▸ **PROBLEM TO WORK ON**: Repeat word for word the rows from the line containing "Where can the chimney" through the end of the rows, including both ends.

▸ **Location identification rows**:
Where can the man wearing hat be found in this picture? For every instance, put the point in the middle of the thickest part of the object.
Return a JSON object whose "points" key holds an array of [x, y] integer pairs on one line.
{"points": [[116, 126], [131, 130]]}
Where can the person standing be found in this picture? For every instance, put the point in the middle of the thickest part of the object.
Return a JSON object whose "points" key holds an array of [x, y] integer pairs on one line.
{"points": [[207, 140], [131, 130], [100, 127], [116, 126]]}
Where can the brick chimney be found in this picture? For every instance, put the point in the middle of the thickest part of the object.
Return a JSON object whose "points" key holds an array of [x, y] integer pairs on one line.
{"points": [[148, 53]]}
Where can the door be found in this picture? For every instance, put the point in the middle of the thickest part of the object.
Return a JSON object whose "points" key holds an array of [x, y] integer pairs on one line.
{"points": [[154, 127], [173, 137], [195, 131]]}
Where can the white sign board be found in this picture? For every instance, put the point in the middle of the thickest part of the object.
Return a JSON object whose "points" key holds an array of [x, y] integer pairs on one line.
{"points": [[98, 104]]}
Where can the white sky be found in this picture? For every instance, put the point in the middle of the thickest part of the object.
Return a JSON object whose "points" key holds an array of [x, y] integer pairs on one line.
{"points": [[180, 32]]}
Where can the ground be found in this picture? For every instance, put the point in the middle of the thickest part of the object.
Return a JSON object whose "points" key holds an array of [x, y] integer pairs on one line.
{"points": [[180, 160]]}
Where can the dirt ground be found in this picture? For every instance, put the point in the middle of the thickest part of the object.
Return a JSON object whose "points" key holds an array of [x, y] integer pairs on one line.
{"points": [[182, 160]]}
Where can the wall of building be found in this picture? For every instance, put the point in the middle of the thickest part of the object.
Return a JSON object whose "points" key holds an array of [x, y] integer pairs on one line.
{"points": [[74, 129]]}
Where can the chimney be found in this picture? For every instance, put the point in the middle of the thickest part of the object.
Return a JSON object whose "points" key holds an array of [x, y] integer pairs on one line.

▸ **WRITTEN RESPONSE**:
Where can the chimney be found in this picture? For every instance, put the point in the middle of the thickest part of the object.
Return a JSON object whose "points" key holds an array of [x, y] integer pairs on one line.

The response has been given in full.